» Your goal:
Every entry below should be repeated exactly; the pictures should not.

» Listed records:
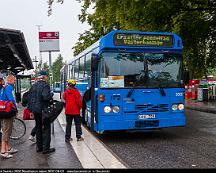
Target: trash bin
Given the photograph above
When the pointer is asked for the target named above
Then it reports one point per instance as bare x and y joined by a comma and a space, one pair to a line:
202, 94
205, 94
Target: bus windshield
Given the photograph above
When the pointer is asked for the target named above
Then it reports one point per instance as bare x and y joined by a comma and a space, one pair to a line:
144, 70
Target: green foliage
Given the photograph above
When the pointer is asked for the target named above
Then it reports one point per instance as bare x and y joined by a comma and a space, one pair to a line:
193, 20
56, 67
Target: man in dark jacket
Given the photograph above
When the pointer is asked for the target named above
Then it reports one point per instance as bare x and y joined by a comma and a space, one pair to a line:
40, 97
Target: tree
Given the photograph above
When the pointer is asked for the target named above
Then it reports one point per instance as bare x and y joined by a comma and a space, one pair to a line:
56, 67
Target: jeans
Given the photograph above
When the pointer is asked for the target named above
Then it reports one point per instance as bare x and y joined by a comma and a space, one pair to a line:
43, 133
33, 132
69, 120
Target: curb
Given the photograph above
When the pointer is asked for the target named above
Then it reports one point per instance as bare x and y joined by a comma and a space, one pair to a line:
201, 109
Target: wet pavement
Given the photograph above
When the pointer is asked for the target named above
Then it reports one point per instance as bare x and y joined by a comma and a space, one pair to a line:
27, 157
209, 106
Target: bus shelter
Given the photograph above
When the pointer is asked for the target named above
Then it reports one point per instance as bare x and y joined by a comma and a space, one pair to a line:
14, 56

» Finished task:
Target: trash bin
Given the photograph above
When the pointer is asked for the target named above
Then it reports one point per instance as bare x and y joined by a comma and a space, one pair to a line:
202, 94
205, 94
Target: bus windshield
Given the photograph above
When the pointer is asked for the target named above
Then it reports one point per instance as bare x and y joined by a comma and a space, one pair to a line:
144, 70
Target: green foliage
Given the photograph above
When the pointer is asked for the target named above
Then it reports one point per instance as bare x and y joined by a comma and a space, one pair to a line:
193, 20
56, 67
Target: man in dark jacket
Given the photograph above
When the pointer is asked for the target named above
Then it reports one point per instance as bare x and y joined by a comma and a space, one pair to a line:
40, 97
Target: tree
Given the photograph above
When the pointer is asked for the target named above
Then it reports one point per instance as bare x and y joined by a comma and a space, one pair to a line:
56, 67
Target: jeans
Given the photograph above
When the pointer is asked for the target named above
Then it reports one point per instance as bare x and y joined by a comma and a space, one pair to a line:
43, 133
33, 132
69, 120
Target: curb
Given the photograph above
When the pointer is asked for the target named above
Then it reports one point per instance as bare x and y joined by a comma and a space, one pair to a line:
201, 109
Target: wet pavement
Given the photograph above
When the pointer is asked for the target named above
Then it reports one point per instance as bare x and y joined by a comma and a space, one pair to a line:
27, 157
209, 106
Target: bus shelter
Given the photograph above
When the pointer is asked for the target named above
Then it reports one point per instance as bare x and y joined by a comma and a space, one pair to a line:
14, 56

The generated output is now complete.